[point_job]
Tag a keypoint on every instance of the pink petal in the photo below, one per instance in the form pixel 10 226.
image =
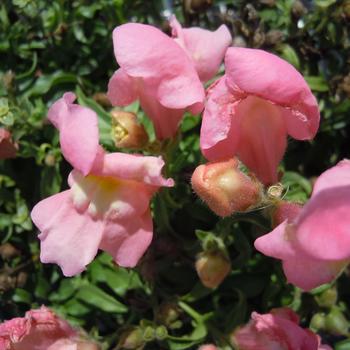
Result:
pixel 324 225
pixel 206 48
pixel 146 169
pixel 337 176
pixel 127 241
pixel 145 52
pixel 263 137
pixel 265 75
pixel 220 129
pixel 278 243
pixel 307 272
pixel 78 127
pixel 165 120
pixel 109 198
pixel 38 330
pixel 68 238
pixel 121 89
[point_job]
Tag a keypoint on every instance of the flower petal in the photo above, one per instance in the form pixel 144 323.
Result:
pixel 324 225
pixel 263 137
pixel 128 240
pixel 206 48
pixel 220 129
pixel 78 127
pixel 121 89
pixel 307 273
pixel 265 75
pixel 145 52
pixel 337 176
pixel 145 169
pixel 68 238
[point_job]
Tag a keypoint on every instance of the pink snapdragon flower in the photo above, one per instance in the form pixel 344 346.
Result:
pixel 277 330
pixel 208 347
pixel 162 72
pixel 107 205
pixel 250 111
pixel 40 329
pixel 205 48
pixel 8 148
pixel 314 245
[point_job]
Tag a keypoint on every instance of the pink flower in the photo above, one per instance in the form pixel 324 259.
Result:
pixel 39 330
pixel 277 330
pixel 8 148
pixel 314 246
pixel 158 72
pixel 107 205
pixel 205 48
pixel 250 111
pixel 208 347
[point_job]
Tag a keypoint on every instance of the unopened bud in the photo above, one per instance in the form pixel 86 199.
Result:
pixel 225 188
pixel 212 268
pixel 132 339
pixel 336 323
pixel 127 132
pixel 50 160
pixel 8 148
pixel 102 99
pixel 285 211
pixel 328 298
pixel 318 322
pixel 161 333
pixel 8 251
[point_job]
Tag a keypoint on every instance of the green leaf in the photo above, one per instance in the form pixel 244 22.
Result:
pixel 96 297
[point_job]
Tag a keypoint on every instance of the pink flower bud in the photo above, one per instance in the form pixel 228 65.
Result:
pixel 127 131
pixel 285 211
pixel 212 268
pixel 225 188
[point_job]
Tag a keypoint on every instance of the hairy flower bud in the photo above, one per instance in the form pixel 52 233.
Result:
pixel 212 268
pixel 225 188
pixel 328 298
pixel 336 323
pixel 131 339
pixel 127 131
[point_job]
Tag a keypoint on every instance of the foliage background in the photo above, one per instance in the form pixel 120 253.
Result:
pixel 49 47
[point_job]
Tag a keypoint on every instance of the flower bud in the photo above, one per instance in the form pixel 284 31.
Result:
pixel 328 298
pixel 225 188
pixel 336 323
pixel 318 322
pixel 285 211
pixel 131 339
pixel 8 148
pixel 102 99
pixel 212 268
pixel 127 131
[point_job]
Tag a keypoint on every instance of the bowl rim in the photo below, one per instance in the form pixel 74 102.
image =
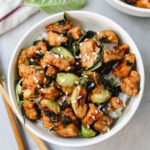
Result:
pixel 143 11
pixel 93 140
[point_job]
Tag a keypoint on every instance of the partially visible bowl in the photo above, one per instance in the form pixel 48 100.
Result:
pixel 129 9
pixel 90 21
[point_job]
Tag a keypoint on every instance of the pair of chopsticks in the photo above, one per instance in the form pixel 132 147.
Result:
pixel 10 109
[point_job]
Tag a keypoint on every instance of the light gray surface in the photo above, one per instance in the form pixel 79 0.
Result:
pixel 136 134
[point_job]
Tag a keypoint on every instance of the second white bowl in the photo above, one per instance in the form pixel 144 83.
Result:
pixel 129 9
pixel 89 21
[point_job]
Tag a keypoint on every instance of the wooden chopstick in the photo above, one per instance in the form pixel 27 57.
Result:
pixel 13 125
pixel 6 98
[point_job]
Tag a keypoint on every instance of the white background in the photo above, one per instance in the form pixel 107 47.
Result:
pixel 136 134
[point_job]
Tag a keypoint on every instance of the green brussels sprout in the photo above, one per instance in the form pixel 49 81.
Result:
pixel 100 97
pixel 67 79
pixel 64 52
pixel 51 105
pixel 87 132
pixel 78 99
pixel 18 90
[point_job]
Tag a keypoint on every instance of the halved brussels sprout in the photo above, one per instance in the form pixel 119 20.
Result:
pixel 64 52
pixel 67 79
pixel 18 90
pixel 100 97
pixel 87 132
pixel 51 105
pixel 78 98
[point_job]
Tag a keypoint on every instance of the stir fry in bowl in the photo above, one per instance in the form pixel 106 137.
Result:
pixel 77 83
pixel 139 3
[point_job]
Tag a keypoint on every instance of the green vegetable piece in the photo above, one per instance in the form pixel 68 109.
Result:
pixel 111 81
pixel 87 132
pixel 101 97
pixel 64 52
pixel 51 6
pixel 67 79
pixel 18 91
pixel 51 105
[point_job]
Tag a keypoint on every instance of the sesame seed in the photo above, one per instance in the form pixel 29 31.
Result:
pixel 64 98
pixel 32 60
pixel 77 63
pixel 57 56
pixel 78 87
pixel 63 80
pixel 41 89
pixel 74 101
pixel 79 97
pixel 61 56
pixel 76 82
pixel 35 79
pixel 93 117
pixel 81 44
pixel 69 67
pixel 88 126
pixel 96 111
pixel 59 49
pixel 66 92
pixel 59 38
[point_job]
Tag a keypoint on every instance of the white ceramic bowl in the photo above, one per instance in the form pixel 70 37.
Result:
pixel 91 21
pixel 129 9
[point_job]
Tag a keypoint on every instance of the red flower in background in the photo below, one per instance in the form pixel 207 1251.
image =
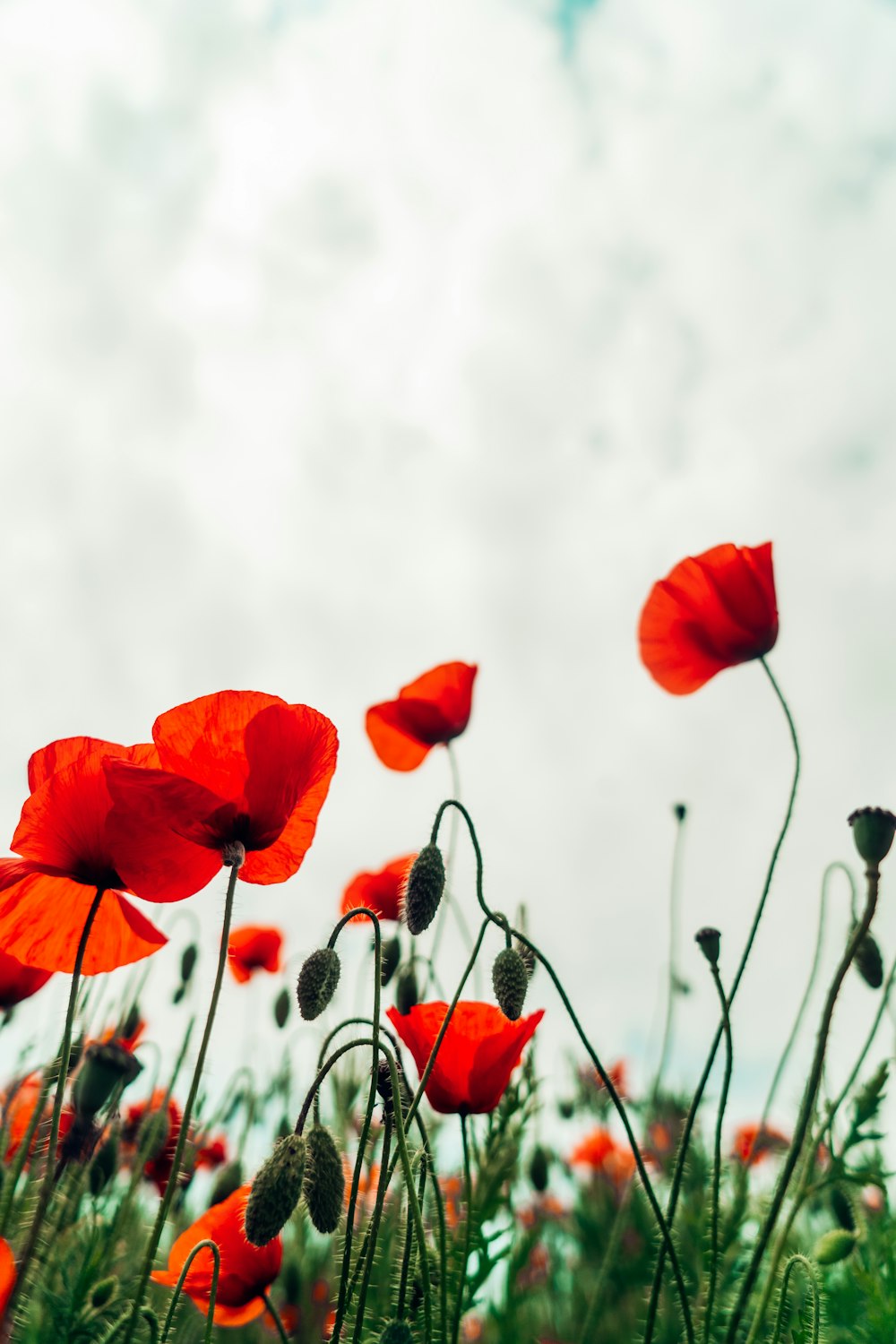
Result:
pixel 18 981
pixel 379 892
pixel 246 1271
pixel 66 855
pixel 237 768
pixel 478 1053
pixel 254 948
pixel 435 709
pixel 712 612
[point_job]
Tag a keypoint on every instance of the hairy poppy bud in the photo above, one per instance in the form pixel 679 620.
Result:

++++

> _Your objective_: The requested lines run from the one with "Tag a keypoint on every instance of the hairy poppy" through the last line of the records. Return them exactly.

> _Response box_:
Tag a keypoint on every instance of the hairy poppy bud in the photo above, one per instance in the form pixel 679 620.
Result:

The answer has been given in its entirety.